PROBLEM STATEMENT>
Count how many lines of the records below contain the string "brick", treating uppercase and lowercase as different. Reply with the number alone.

AVAILABLE RECORDS>

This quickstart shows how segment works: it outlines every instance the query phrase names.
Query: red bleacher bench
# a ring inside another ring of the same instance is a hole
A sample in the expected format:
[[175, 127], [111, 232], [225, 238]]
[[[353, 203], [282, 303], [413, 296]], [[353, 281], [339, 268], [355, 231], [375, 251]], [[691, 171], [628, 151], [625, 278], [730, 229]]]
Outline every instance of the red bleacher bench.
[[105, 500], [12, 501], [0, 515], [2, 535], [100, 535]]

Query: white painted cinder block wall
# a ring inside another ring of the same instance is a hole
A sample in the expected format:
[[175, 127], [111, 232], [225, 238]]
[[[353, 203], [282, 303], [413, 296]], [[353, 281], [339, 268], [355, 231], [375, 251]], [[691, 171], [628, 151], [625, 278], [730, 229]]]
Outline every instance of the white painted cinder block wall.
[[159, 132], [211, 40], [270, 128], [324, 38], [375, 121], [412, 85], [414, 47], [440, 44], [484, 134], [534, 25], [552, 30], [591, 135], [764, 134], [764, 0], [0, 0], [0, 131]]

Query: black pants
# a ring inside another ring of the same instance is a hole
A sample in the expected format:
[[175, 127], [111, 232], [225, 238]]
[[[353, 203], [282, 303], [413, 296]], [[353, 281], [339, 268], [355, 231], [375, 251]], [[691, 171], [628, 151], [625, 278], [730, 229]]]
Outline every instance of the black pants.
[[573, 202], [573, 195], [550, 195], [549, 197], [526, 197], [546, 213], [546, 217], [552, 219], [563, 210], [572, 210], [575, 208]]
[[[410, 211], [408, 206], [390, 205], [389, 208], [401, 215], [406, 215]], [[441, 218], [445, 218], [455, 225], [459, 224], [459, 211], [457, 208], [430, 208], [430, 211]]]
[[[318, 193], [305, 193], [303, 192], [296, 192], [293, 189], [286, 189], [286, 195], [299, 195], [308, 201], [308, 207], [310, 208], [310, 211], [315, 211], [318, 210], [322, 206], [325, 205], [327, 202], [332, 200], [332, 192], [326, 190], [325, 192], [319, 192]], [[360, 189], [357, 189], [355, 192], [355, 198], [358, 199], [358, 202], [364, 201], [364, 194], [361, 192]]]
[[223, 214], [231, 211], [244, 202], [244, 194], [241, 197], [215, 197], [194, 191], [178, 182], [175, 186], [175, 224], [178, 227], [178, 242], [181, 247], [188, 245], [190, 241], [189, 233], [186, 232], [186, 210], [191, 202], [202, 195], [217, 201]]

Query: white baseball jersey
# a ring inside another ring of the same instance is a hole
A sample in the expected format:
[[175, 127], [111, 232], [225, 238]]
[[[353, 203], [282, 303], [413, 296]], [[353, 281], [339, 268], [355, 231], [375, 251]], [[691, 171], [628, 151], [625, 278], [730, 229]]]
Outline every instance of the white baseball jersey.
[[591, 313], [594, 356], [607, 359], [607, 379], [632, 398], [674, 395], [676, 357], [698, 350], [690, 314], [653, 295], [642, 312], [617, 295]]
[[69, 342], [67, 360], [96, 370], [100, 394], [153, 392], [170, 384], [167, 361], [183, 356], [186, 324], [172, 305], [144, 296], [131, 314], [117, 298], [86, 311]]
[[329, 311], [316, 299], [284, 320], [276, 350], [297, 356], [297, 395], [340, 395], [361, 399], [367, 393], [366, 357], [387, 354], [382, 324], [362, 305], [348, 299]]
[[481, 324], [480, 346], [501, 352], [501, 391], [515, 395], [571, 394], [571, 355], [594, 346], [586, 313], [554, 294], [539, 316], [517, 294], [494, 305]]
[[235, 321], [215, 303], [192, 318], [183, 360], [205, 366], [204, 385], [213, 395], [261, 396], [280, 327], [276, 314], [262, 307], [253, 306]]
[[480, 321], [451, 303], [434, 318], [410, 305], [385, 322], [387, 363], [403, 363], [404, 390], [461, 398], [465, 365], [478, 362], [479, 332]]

---

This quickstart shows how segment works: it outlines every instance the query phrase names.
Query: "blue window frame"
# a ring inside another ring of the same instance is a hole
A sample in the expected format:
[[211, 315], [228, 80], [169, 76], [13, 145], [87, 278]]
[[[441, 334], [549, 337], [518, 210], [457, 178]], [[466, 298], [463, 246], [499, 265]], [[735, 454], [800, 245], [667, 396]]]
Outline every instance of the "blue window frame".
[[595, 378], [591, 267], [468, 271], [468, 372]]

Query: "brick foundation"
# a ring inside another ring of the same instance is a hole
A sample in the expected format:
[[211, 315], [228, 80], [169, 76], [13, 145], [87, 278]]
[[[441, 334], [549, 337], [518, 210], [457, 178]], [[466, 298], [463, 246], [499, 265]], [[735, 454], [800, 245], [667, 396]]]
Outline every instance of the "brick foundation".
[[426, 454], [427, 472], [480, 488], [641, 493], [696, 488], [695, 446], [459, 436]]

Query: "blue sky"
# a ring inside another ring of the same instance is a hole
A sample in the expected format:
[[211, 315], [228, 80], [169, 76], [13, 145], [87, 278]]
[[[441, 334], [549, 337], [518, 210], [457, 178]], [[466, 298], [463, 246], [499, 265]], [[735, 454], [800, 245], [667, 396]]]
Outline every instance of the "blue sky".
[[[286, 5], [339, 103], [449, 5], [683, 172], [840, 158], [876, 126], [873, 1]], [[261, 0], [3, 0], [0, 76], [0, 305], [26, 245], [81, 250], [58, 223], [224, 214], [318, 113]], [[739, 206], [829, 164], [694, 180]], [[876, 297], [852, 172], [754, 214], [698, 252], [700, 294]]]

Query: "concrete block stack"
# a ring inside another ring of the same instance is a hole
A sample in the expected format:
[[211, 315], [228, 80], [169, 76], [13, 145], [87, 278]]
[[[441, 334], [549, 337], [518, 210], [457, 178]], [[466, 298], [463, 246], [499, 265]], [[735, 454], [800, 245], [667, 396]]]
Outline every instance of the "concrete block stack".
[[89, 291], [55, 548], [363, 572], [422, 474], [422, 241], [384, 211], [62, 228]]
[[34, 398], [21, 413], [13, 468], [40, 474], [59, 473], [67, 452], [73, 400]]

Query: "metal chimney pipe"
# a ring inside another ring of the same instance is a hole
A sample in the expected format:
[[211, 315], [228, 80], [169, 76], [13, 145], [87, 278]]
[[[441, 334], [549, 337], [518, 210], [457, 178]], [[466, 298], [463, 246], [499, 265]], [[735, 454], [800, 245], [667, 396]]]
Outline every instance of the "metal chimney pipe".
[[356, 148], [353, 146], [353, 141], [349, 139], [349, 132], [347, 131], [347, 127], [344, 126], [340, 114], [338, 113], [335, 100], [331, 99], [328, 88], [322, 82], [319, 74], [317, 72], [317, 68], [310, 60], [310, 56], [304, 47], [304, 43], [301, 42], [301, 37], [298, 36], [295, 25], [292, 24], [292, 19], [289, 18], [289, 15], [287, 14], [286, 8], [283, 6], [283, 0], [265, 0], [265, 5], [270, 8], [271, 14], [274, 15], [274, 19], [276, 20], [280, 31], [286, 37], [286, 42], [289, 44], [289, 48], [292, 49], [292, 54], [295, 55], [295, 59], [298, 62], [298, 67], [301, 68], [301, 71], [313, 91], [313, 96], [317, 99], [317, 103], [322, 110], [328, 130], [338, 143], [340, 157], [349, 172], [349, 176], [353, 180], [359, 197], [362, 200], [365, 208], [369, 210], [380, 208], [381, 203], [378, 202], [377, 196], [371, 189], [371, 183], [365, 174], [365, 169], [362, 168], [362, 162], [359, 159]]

ANSWER TO THE EXERCISE>
2